##### SUPPLIED INFORMATION
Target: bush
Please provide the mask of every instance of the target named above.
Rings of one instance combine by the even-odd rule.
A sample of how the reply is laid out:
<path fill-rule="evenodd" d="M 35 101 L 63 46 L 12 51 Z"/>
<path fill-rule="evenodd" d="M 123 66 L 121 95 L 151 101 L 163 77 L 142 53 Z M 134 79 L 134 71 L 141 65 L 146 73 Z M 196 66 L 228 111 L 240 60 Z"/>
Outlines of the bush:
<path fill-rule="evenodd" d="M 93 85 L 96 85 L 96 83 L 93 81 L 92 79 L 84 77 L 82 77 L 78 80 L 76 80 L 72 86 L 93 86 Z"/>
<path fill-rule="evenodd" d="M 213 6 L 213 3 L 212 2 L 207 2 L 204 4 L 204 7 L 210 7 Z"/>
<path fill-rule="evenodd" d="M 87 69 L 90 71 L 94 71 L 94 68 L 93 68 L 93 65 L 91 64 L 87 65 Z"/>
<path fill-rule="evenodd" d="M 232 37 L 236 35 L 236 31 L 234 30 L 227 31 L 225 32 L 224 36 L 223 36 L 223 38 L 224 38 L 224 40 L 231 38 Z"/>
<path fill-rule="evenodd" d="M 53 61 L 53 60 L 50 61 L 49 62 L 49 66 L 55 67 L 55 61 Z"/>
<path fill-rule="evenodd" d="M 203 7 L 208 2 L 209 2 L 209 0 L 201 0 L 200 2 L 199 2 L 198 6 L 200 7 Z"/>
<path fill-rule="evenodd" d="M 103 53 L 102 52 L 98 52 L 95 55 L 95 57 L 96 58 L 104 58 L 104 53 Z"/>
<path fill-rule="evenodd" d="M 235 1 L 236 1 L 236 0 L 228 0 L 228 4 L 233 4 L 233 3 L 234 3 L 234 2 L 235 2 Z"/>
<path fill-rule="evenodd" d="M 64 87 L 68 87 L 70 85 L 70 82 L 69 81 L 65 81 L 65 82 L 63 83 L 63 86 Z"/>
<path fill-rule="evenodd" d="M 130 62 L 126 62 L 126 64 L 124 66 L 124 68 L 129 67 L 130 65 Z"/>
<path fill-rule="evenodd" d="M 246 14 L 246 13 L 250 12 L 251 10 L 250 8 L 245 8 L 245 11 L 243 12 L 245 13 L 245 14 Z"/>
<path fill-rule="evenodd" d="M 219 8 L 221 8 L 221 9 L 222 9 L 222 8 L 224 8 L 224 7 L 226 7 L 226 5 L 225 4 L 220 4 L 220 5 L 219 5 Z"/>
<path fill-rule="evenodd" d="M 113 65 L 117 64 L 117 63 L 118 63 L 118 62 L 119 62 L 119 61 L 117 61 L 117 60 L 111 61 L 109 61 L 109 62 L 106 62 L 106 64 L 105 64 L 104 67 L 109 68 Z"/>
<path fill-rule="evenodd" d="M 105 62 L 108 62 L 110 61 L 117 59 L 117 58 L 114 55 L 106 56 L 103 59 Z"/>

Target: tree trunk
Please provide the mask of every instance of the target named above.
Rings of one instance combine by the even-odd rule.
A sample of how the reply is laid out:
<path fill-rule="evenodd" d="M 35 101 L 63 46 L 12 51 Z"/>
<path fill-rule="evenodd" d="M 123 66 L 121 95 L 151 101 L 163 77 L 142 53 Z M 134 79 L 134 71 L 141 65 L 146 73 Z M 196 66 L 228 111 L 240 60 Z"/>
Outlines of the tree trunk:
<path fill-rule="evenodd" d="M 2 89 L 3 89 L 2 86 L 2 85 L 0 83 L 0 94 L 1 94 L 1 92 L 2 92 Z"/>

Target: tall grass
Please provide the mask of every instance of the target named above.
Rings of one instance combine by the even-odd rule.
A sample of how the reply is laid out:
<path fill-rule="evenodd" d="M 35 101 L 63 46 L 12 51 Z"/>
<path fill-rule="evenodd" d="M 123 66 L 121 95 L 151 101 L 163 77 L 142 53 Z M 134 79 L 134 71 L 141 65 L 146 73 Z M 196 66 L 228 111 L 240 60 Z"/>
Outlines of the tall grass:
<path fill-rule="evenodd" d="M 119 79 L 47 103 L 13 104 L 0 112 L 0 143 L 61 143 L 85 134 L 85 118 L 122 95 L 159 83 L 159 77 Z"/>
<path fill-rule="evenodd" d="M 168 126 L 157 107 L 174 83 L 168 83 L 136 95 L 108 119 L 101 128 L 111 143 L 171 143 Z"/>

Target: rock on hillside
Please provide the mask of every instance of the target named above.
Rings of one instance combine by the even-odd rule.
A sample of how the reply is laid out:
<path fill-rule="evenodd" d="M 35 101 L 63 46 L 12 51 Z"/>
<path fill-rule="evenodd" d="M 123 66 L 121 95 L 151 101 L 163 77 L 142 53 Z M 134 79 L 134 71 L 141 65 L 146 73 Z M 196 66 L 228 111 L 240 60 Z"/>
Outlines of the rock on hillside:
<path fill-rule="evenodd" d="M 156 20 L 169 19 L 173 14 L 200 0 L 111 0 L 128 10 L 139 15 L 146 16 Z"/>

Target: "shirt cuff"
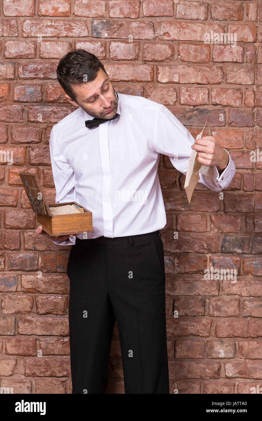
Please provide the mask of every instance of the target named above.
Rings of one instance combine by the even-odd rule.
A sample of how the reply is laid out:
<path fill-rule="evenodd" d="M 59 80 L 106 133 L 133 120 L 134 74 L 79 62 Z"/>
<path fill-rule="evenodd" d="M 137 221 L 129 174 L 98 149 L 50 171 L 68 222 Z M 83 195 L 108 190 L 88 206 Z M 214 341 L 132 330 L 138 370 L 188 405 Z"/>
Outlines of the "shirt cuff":
<path fill-rule="evenodd" d="M 52 239 L 51 241 L 55 244 L 58 244 L 59 245 L 73 245 L 73 244 L 75 245 L 76 243 L 76 236 L 73 235 L 71 238 L 69 237 L 69 238 L 64 240 L 64 241 L 58 241 L 57 240 Z"/>
<path fill-rule="evenodd" d="M 220 176 L 219 175 L 219 173 L 218 172 L 218 170 L 216 167 L 214 167 L 214 170 L 215 170 L 217 173 L 217 183 L 221 187 L 224 188 L 225 187 L 228 187 L 228 186 L 230 184 L 232 178 L 233 178 L 234 173 L 236 172 L 236 167 L 235 167 L 234 163 L 230 158 L 230 155 L 229 154 L 228 151 L 227 151 L 226 149 L 225 149 L 224 148 L 223 148 L 223 149 L 224 151 L 226 151 L 228 154 L 228 156 L 229 157 L 229 161 L 228 161 L 228 163 Z M 232 171 L 233 171 L 234 173 L 232 174 Z"/>

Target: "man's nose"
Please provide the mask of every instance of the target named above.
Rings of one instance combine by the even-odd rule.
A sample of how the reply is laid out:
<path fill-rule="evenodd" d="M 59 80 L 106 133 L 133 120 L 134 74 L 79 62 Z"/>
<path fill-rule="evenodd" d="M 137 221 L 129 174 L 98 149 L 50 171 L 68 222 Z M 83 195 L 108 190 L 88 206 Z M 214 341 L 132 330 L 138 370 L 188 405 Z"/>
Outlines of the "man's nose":
<path fill-rule="evenodd" d="M 101 106 L 103 108 L 109 108 L 111 105 L 111 100 L 103 97 L 101 102 Z"/>

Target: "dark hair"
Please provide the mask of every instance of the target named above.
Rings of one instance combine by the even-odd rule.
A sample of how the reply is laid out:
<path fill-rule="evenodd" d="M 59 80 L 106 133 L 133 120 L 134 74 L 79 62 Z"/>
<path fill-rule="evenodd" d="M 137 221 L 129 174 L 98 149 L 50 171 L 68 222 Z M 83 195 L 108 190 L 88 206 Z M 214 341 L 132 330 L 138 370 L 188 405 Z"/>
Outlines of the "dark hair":
<path fill-rule="evenodd" d="M 72 86 L 92 82 L 95 79 L 99 69 L 107 75 L 101 61 L 94 54 L 80 48 L 73 50 L 60 60 L 56 69 L 57 80 L 66 93 L 75 101 Z"/>

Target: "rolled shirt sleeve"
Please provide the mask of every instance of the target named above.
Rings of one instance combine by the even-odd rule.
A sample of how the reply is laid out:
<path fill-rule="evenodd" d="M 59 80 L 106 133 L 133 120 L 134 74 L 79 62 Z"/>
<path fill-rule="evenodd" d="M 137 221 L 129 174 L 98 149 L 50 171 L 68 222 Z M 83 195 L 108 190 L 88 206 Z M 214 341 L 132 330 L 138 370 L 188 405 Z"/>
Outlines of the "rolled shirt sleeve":
<path fill-rule="evenodd" d="M 164 105 L 161 105 L 157 111 L 153 137 L 155 150 L 169 156 L 173 166 L 185 175 L 193 150 L 191 146 L 195 143 L 195 139 L 179 120 Z M 198 183 L 217 192 L 229 185 L 236 172 L 236 168 L 227 152 L 229 155 L 229 162 L 222 173 L 220 176 L 217 167 L 212 167 L 209 176 L 199 173 Z"/>
<path fill-rule="evenodd" d="M 56 147 L 54 126 L 53 126 L 50 133 L 49 149 L 52 171 L 56 187 L 55 203 L 75 202 L 74 174 L 68 162 Z M 52 241 L 55 244 L 60 245 L 72 245 L 75 244 L 76 237 L 74 235 L 72 238 L 69 238 L 63 241 L 53 240 Z"/>

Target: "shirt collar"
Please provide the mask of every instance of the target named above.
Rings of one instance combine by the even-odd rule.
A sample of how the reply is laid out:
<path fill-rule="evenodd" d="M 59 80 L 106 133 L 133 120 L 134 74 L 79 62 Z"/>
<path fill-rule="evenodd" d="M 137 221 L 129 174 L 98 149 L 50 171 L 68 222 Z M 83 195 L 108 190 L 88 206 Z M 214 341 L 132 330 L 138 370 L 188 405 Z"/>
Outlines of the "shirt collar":
<path fill-rule="evenodd" d="M 116 93 L 115 91 L 115 92 L 116 92 Z M 116 111 L 116 112 L 118 114 L 119 114 L 119 115 L 120 115 L 121 114 L 121 113 L 120 112 L 120 95 L 121 94 L 119 94 L 119 93 L 118 93 L 117 95 L 118 95 L 118 105 L 117 106 L 117 110 Z M 116 96 L 116 98 L 117 98 L 117 96 Z M 85 117 L 85 120 L 93 120 L 93 119 L 95 118 L 94 117 L 93 117 L 93 116 L 90 115 L 89 114 L 87 114 L 87 112 L 86 112 L 85 111 L 85 110 L 83 109 L 82 108 L 82 111 L 83 111 L 83 113 L 84 113 L 84 117 Z"/>

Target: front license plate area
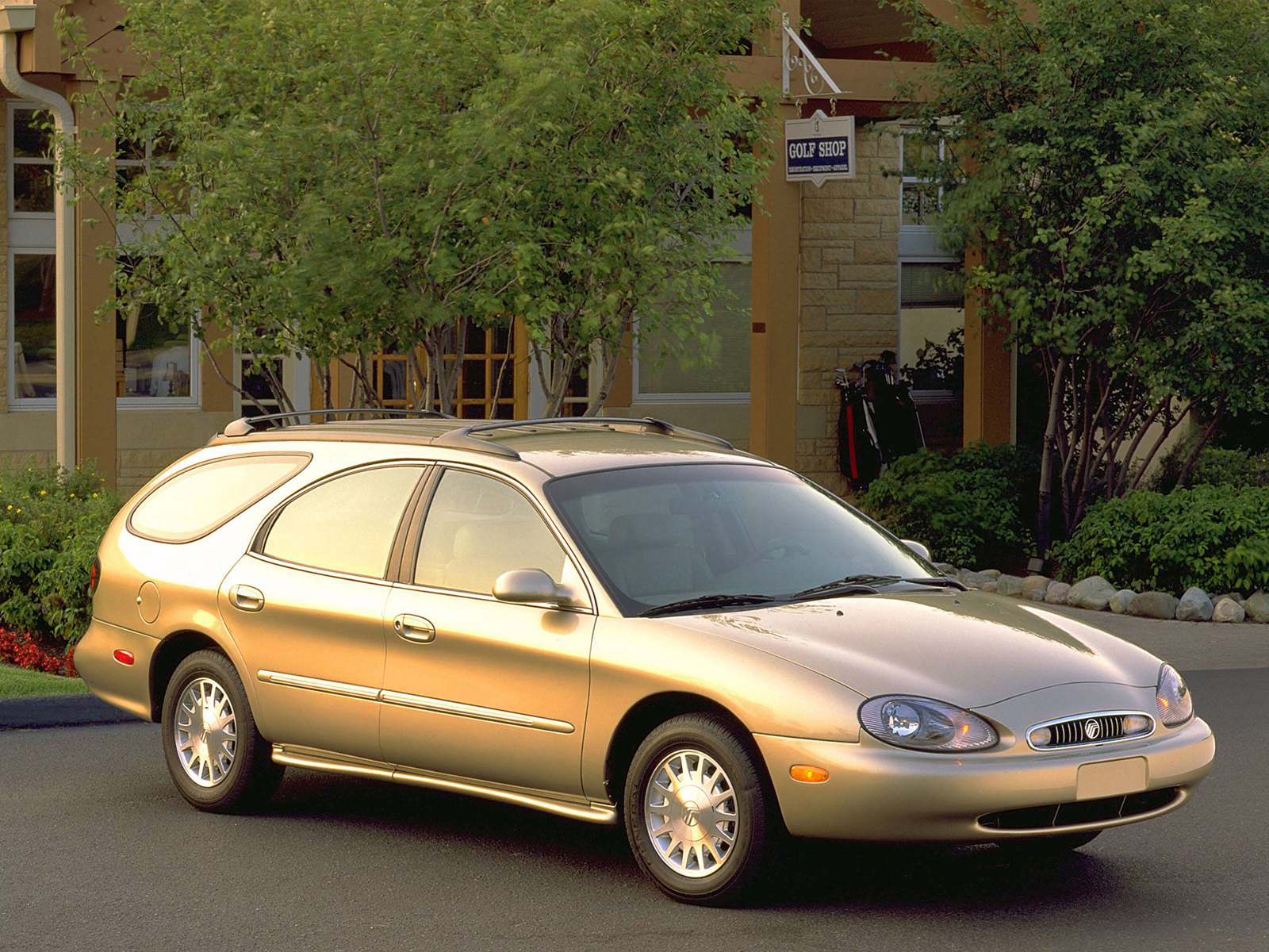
##########
_STATED GOAL_: Starting at the beginning of the records and ending at the line containing "213 6 L 213", format those lines as a JSON list of strings with one string per line, leaving out blank lines.

_EXERCISE ANSWER_:
[
  "Target: bush",
  "Please provide the mask of every instance of the target named above.",
  "Rings of one instance combine by the even-odd rule.",
  "A sample of how the reply is laid out:",
  "<path fill-rule=\"evenodd\" d=\"M 35 101 L 63 46 L 12 51 Z\"/>",
  "<path fill-rule=\"evenodd\" d=\"M 123 66 L 121 95 L 151 101 L 163 77 L 142 53 Z M 134 79 L 134 71 L 141 65 L 146 73 Z M 196 66 L 228 111 L 240 60 Z\"/>",
  "Outlines of the bush:",
  "<path fill-rule=\"evenodd\" d=\"M 93 85 L 96 85 L 96 83 L 93 81 L 92 79 L 84 77 L 82 77 L 78 80 L 76 80 L 72 86 L 93 86 Z\"/>",
  "<path fill-rule=\"evenodd\" d=\"M 213 6 L 213 3 L 212 2 L 207 2 L 204 4 L 204 7 L 210 7 Z\"/>"
]